Major shift in India’s trade diplomacy: Deloitte India

“Trade diplomacy also saw a major shift. India signed key agreements with the UK, New Zealand, Oman, and initiated a negotiation with Israel, while the EFTA deal went operational in 2025, all aimed at diversifying export,” the report said.

“These partnerships unlock manufacturing opportunities and expand India’s services footprint beyond the U.S., while reinforcing investor confidence and paving the way for increased FDI, which remains critical for financing infrastructure and industrial expansion,” Majumdar noted.

Risks and downside pressures

The report pointed out that despite strong fundamentals, 2025 was not without challenges.

“India faced one of the highest U.S.- imposed tariffs of 50% on its exports. At the same time, geopolitical uncertainties and stalled progress on the India-U.S. trade deal triggered record FPI outflows of $18.9 billion and continued FDI repatriation. This culminated in a historic breach of ₹91 per U.S. dollar in mid-December,” it said.

**Actions to take:**
1) In the excerpt on India's trade diplomacy, what were the record FPI outflows?
2) Extend the excerpt on India's trade diplomacy with a passage that picks up after its last sentence.
The records play no part in either task.

**Dataset content:**
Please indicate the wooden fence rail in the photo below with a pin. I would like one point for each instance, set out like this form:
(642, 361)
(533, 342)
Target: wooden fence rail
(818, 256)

**Answer list:**
1) $18.9 billion.

2)
Supply side reforms likely in 2026: Rumki Majumdar

 “External risks remain elevated, though their full impact may not materialize in FY2025-26. However, in FY2026-27, growth may moderate reflecting a high base and persistent global uncertainties. We anticipate the India-U.S. trade deal will conclude by the end of this fiscal, which should revive foreign investment and stabilise the currency,” said Majumdar.

 “With demand-side levers largely addressed, policy focus in 2026 will shift toward supply[1]side reforms, focusing on MSMEs, and developing tier-2 and tier-3 cities as new engines of growth,” she added.